> TASK INSTRUCTIONS
Please reproduce the material that follows, replacing "Would you mind marking" with "Could you mark" wherever it occurs and keeping everything else unchanged.

Items stored from a collection
##########

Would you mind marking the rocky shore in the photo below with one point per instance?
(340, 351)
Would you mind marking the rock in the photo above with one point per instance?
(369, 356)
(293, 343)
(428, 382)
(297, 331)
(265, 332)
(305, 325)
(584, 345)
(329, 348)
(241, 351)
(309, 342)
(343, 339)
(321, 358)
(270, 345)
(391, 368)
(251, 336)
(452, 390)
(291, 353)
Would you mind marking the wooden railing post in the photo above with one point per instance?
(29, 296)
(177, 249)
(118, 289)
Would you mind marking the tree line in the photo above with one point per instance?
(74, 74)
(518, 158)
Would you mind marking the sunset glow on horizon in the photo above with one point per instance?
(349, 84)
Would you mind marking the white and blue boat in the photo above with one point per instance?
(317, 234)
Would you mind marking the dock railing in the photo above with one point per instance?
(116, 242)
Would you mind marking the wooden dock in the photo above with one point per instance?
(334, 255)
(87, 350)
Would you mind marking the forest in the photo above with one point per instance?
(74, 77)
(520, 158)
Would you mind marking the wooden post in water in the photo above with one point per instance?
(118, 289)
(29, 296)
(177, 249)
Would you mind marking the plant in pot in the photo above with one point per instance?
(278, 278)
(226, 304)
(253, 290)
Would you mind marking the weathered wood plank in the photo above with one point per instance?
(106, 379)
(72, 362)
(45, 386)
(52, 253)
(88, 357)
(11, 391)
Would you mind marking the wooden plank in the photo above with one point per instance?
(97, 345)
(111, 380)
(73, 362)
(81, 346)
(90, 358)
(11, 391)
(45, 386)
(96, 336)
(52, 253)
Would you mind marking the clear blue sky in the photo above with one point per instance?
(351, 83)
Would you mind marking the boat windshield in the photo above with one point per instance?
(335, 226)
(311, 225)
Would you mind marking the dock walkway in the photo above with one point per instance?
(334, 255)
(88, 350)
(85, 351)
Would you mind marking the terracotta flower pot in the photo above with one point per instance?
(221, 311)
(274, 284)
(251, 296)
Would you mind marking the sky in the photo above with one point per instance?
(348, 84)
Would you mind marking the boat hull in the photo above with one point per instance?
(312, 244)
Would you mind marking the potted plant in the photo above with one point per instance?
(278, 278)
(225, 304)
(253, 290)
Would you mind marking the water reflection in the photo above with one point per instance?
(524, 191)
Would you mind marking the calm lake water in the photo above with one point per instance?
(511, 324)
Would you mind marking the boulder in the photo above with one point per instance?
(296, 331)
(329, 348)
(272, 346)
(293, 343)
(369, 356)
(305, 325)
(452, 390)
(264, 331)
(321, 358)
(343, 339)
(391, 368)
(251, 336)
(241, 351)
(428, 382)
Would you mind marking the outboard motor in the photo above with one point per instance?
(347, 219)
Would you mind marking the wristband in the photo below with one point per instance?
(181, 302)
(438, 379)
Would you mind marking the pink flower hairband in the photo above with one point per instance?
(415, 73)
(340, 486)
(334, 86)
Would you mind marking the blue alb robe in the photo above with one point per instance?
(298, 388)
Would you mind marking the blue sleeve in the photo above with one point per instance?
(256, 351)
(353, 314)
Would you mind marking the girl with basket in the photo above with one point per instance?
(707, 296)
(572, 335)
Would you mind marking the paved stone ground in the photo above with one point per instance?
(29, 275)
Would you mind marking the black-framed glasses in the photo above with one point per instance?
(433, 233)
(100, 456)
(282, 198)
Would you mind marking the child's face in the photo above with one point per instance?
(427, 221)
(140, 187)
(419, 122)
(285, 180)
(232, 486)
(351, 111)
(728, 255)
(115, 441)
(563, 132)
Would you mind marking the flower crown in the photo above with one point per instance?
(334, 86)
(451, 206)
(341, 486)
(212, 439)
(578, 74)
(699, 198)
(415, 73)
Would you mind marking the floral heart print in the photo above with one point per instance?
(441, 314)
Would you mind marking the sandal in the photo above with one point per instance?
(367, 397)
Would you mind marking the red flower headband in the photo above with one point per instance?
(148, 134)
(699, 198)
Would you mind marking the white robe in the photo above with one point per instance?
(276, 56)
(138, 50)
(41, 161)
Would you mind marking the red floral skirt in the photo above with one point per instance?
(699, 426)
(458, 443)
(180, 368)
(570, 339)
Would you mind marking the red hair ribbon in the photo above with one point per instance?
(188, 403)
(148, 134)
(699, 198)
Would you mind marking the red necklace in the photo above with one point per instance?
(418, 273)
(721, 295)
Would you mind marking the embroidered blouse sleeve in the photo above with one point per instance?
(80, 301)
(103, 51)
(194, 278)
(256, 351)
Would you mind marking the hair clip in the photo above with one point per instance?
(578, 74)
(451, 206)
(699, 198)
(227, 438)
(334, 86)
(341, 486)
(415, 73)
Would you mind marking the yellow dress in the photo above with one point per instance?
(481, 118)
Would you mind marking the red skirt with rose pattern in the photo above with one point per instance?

##########

> THE RESULT
Could you mark the rocky shore in the photo below with one point per instance?
(340, 351)
Could you mark the rock in the photo above with one point per instance?
(369, 356)
(293, 343)
(428, 382)
(297, 331)
(265, 332)
(305, 325)
(584, 345)
(329, 348)
(241, 351)
(309, 342)
(343, 339)
(321, 358)
(270, 345)
(391, 368)
(251, 336)
(452, 390)
(291, 353)
Could you mark the wooden railing post in the photo above with one point per instance?
(29, 296)
(177, 249)
(118, 289)
Could you mark the tree line in the photo above with one point per instance?
(74, 74)
(518, 158)
Could you mark the sunset glow on horizon in the photo above with one point per instance?
(349, 84)
Could you mark the white and blue boat in the photo above with one point per instance?
(317, 234)
Could you mark the dock railing in the photo above with one point per instance?
(116, 242)
Could you mark the wooden dock in the photo above with one point per instance?
(334, 255)
(87, 350)
Could you mark the forest in the photo above with one point per instance?
(74, 77)
(520, 158)
Could you mark the wooden post in water in the photo above with one point per instance?
(118, 289)
(29, 296)
(177, 249)
Could you mark the plant in pot in the photo above with one point per instance?
(278, 278)
(226, 304)
(253, 290)
Could you mark the weathered wood plank in the photo above with one point per instance?
(106, 379)
(72, 362)
(45, 386)
(52, 253)
(88, 357)
(11, 391)
Could you mark the wooden plank in the photo above with one point per instance?
(97, 345)
(111, 380)
(73, 362)
(81, 346)
(90, 358)
(11, 391)
(45, 386)
(96, 336)
(52, 253)
Could you mark the clear blue sky in the photo above with one point per instance?
(351, 83)
Could you mark the boat windshield in the photo above with one point per instance?
(335, 226)
(311, 225)
Could you mark the dock walkway in the photo above with one point per instance?
(334, 255)
(88, 350)
(85, 351)
Could you mark the terracotta flower pot in the photo above with one point per instance?
(221, 311)
(274, 284)
(251, 296)
Could you mark the sky in the photo above with one point per instance?
(348, 84)
Could you mark the boat hull in the photo above with one point per instance?
(312, 244)
Could you mark the potted plant in the photo above with one point per instance?
(278, 278)
(225, 304)
(253, 290)
Could you mark the water reflection in the photo above with one point per instance?
(524, 191)
Could you mark the calm lake water in the photo above with one point per instance?
(511, 324)
Could you mark the boulder in the photo above with one point per instance?
(296, 331)
(329, 348)
(272, 346)
(293, 343)
(369, 356)
(305, 325)
(452, 390)
(264, 331)
(321, 358)
(343, 339)
(391, 368)
(251, 336)
(241, 351)
(428, 382)
Could you mark the outboard motor in the photo above with one point per instance?
(347, 219)
Could you mark the wristband in the photo below with one point per instance?
(181, 302)
(438, 379)
Could you mark the pink flower hairband in the photo above with one point per instance?
(415, 73)
(340, 486)
(334, 86)
Could you mark the blue alb robe in the photo above with one point per instance?
(298, 388)
Could you mark the blue sleeve in the photo above with one point per instance?
(256, 351)
(353, 314)
Could you mark the girl with basket in the photo above with one point per instance?
(707, 296)
(572, 335)
Could you mark the paved stone ground in the photo above with one point per instance?
(29, 275)
Could you mark the black-framed glasses in the photo above with one point per instance?
(433, 233)
(100, 456)
(282, 198)
Could you mark the child's face in the photo above with one point per instance?
(427, 221)
(140, 187)
(419, 122)
(285, 180)
(232, 486)
(351, 111)
(728, 255)
(115, 441)
(563, 132)
Could you mark the flower crown in the photo above with one point per instance?
(334, 86)
(451, 206)
(341, 486)
(212, 439)
(578, 74)
(699, 198)
(415, 73)
Could you mark the floral heart print in the photo above with one point per instance?
(441, 314)
Could you mark the sandal in the photo above with one point per instance?
(367, 397)
Could you mark the red flower headband in the photo above with one point per instance?
(148, 134)
(699, 198)
Could you mark the white robe in the photo above with one point per instance?
(276, 56)
(138, 50)
(41, 161)
Could you mark the red floral skirt in the photo above with one point per instance?
(699, 426)
(458, 443)
(180, 368)
(570, 339)
Could you mark the red hair ribbon in the photo above with one point per instance?
(188, 403)
(148, 134)
(699, 198)
Could you mark the red necklace in the photo above with one point per instance?
(418, 273)
(721, 295)
Could you mark the embroidered blouse sleeve in the photo above with one point per instance?
(80, 301)
(103, 51)
(194, 278)
(256, 351)
Could you mark the hair clip in the photo above with one point per instance?
(578, 74)
(451, 206)
(699, 198)
(227, 438)
(334, 86)
(341, 486)
(415, 73)
Could you mark the yellow dress in the photo above with one point per instance?
(481, 118)
Could you mark the red skirt with rose pattern in the photo above with one point per instance?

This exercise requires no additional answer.